WRITTEN PROBLEM 1 ▸
Pull out each line of the listing below that contains the string "brown".

SELECTED TEXT ▸
★ ★ ★
Just went through hurricane damage and associated flooding. Fsa office does have programs to replace fencing From flooding if not in a declared flood prone area.

I had to remove debris and replace about 5 miles of fencing but none of it got covered.


----------



## Palmettokat (Jul 10, 2017)

BWFarms, had proper the road sign, "Dead End" is.

Sorry to see the flooding. Just learned late today not to the extent you are seeing but we could be seeing biggest flooding our county has ever seen as the massive rains in NC drain here.

Storm surge has been proven to be dangerous and destructive but the flooding from the rain can be.

I covet your prayers not only for our area but so much of North Carolina.


----------



## BWfarms (Aug 3, 2015)

I would call myself the fortunate one as I'm towards the beginning of the Cape Fear Basin. Just a few miles south of me there's a lot of trouble with 421 and 87 into Bragg. The worst is yet southeasterly of that and I hate that the water that has receded here is heading that way.
★ ★ ★
WRITTEN PROBLEM 2 ▸
Carry on the forum thread about hurricane flooding above, picking up after its final sentence.
★ ★ ★
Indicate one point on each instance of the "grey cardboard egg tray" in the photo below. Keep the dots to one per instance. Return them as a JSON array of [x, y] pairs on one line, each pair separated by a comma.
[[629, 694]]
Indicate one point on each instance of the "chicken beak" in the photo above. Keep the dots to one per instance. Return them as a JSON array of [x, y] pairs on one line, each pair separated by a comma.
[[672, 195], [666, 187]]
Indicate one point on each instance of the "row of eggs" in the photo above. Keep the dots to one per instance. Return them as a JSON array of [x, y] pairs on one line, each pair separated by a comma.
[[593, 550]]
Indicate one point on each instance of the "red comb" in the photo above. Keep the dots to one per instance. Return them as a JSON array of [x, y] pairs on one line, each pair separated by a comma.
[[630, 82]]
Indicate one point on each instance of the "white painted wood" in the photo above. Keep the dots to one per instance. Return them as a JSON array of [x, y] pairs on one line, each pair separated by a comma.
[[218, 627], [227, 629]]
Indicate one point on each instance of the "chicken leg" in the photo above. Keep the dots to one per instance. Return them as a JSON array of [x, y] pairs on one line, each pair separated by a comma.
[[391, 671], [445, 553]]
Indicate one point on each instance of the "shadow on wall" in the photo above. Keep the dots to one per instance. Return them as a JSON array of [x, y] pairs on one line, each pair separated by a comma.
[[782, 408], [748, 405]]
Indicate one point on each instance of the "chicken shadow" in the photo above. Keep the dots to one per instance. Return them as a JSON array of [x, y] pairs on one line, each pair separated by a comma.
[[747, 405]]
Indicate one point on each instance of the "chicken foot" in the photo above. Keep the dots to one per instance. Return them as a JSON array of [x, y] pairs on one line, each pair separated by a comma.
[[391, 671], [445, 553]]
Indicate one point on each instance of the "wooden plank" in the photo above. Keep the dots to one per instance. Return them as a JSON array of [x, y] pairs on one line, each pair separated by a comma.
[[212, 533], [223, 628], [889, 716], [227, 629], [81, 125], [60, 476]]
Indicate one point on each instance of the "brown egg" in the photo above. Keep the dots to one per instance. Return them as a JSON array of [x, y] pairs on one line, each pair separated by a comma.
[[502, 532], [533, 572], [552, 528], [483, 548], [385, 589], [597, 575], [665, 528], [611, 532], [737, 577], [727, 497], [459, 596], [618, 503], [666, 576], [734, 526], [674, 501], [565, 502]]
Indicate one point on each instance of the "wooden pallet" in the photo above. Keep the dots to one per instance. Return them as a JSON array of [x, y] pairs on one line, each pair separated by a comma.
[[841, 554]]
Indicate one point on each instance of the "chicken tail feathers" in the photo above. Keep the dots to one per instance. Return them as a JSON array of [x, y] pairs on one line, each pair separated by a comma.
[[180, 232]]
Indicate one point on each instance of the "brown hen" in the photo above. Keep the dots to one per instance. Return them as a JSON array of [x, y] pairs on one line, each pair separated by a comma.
★ ★ ★
RESULT 1 ▸
Indicate one point on each instance of the "brown egg" in the photo above. Keep the dots to one per instance. Return them as a JSON array of [x, y] pairs on one line, each pair separated by a comma.
Indicate one point on each instance of the "brown hen" in the photo above. Keep the dots to one per instance. Return them as a JSON array of [x, y] pairs on one line, each pair separated by a comma.

RESULT 2 ▸
The prayers need to be directed to them, they are losing a lot. There is a $60 plate fundraiser for farm workers and their families being put on by an outfit that pulled together a bunch of chefs and breweries in the RDU area. Even in light of feel good movements, there's a bunch of bad deeds going on. Some of the indundated homes are being looted.


----------



## somedevildawg (Jun 20, 2011)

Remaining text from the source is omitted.